▸ Exercise instructions: Output every line of the entries from the line containing "Thank you for this photo. Would you kindly tag the snow" through the last, exactly, with no other content.

▸ Provided records:
⟨

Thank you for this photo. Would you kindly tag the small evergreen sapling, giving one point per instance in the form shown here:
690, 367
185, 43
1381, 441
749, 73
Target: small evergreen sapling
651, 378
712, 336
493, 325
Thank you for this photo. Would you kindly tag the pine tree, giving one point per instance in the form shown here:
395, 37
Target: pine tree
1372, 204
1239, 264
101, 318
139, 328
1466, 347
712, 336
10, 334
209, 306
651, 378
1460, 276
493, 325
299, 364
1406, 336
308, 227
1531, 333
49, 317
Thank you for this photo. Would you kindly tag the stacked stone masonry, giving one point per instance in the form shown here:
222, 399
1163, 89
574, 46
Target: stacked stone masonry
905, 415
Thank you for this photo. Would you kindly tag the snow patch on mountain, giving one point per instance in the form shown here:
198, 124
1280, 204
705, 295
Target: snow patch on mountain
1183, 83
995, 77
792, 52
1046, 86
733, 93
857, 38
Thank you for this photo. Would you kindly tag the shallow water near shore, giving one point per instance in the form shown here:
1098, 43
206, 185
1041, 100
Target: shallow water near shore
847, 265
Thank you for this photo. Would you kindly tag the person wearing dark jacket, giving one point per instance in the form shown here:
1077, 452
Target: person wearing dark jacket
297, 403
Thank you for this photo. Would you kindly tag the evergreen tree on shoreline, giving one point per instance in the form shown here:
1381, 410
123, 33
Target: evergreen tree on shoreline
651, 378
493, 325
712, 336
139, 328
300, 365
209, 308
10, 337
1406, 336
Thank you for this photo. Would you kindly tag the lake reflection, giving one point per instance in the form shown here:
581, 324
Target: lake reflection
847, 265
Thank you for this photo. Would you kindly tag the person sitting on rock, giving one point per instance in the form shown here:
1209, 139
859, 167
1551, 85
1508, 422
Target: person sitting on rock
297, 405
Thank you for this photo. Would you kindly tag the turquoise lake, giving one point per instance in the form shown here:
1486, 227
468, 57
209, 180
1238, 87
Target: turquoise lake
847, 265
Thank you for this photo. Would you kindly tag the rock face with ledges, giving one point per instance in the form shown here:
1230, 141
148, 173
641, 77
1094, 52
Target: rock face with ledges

⟩

▸ Expected answer:
Thank you for this photo. Would you kindly tag the snow patch on mountain, giving one point per instance in the form shown here:
198, 124
1280, 204
705, 295
Target: snow patch on mountain
1183, 83
995, 77
792, 52
1046, 86
733, 93
857, 38
Thank you for this photo. Would you kindly tag the shallow water near shore, giving one point per instance in the form shown here:
1098, 43
206, 185
1041, 100
Target: shallow water near shore
847, 265
Thank you for this photo. Would you kindly tag the person wearing dark jacket, giving one point per instance in the form shown here:
1077, 452
Target: person wearing dark jacket
297, 403
Thank you for this photo. Would you kindly tag the evergreen tree on shoreline, giving one point per instance in the form shown here:
1381, 410
123, 33
Target: evergreen tree on shoreline
651, 378
493, 325
712, 336
139, 328
300, 365
209, 308
10, 337
1406, 336
Thank you for this photo. Would you kindly tag the lake reflection, giving one point per instance in the form shown here:
581, 324
Target: lake reflection
847, 265
Thank you for this photo. Would you kindly tag the person sitting on rock, giving one point per instance in the form shown here:
1209, 139
859, 167
1551, 85
1508, 422
Target: person sitting on rock
297, 405
Thank you for this photo. Would you kindly tag the turquoise lake, giving one point per instance in the form shown here:
1486, 227
468, 57
209, 180
1238, 87
Target: turquoise lake
847, 265
Thank you for this photo. Would you kindly tag the rock face with ledges, giving one point per instance in the form shown here:
1230, 141
148, 173
641, 77
1094, 52
Target: rock face with ledges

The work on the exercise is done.